Belge alıntısı>
————————

İbn-i Tufeyl’in Hayy bin Yakzan hikâyesi John Locke’ın düşüncesi üzerinde etki bırakır. Kısaca ifade etmek gerekirse Locke, Tanrı’nın insana bahşettiği doğal haklar hakkındaki fikirlerini İbn-i Tufeyl’in eseri hakkında bilgi sahibi olduktan sonra olgunlaştırmıştır.[17]
Coğrafya bilginlerinin en meşhuru olup Sicilya Kralı Roger’in sarayına davet edilen İspanya Arabı İdrisi bu kral için gümüşten bir gökyüzü küresi imal etti. Latinceye tercüme edilen altmış dokuz haritalı eserleri 300 yıl boyunca Avrupa’da coğrafya öğreniminde baş eser olarak yarar sağladı.
Modern tarihçiliğin, sosyolojinin ve iktisat ilminin kurucularından olan 14.yüzyılda yaşayan İbni Haldun bu alanlarda kendinden sonra gelen birçok Batılı ilim insanını etkilemiş Müslüman düşünürlerden birisidir.

————————

Kısa soru> Müslüman bilginlerin Batı'ya etkisini anlatan metinde adı geçen bütün kişileri yazın. Hikâye adlarını listeye katmayın. Yalnızca bu metinden yararlanın.

Ham kayıtlar>
————————

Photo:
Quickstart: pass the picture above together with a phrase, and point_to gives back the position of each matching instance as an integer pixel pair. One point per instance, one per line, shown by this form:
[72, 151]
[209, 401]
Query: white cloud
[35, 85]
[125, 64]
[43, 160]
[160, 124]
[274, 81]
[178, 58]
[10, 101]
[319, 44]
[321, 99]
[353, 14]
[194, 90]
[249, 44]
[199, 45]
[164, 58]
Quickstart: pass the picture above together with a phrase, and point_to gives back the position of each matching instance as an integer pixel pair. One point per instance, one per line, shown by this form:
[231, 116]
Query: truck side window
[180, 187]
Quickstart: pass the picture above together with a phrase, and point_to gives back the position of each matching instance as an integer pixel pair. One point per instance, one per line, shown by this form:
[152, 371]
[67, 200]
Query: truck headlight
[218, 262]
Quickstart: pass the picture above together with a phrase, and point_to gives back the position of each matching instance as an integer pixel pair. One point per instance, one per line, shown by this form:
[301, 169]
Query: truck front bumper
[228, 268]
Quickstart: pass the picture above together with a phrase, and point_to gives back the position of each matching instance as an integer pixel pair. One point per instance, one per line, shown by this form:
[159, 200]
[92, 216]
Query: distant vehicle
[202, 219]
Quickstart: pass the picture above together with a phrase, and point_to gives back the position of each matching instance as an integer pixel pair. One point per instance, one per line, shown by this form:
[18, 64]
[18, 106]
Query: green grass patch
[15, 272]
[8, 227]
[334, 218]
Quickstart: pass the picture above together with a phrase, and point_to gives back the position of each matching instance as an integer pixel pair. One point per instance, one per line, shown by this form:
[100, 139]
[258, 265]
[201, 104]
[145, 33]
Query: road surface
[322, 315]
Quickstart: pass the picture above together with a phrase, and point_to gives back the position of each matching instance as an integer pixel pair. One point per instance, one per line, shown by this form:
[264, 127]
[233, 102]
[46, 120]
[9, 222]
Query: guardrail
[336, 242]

————————

Cevap> İbn-i Tufeyl, John Locke, Sicilya Kralı Roger, İdrisi, İbni Haldun